■ **Required work**:
1/ For each post in the Bauer .25 thread, list its author and date in the order the posts appear.
2/ Return everything in the Bauer .25 thread from "This particular Bauer, (second" down to "(Mar 12, 2020)", unchanged.

>> START Source passage

# Bauer .25 automatic



## Gringo (May 29, 2020)

Hello, New to the forum and looking for some information on a Bauer .25acp I recently added to my collection.

I am familiar with the Bauer .25, I have owned one for several years. I also own several Baby Brownings. I am familiar with the function/maintenance on these mouse guns.

This particular Bauer, (second one in my collection) has a very low serial number........12xx It does not disassemble like the newer model (higher serial number) pistol that I have owned for years or the 2 Baby Brownings I own. The slide has different machining. The barrel won't come out of the slide...not sure if this is due to an issue I am not seeing or if it is meant to be this way.

Anyone out there know anything about these Bauer's or can steer me in the direction of someone that might know? 
Thanks in advance


----------



## SSGN_Doc (Mar 12, 2020)

Not really Familiar with these, but I seem to remember some little blowback autos needing to have the barrel rotated to get lugs to disengage from the frame.

Sorry, I don’t have much else to offer.


----------



## Gringo (May 29, 2020)

SSGN_Doc said:


> Not really Familiar with these, but I seem to remember some little blowback autos needing to have the barrel rotated to get lugs to disengage from the frame.

>> END Source passage
>> START Information provided

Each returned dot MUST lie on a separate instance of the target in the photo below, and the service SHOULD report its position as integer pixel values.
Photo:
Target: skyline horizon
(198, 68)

>> END Information provided

■ **Solutions in order**:
1/
Gringo, May 29, 2020
SSGN_Doc, Mar 12, 2020
Gringo, May 29, 2020

2/
This particular Bauer, (second one in my collection) has a very low serial number........12xx It does not disassemble like the newer model (higher serial number) pistol that I have owned for years or the 2 Baby Brownings I own. The slide has different machining. The barrel won't come out of the slide...not sure if this is due to an issue I am not seeing or if it is meant to be this way.

Anyone out there know anything about these Bauer's or can steer me in the direction of someone that might know? 
Thanks in advance


----------



## SSGN_Doc (Mar 12, 2020)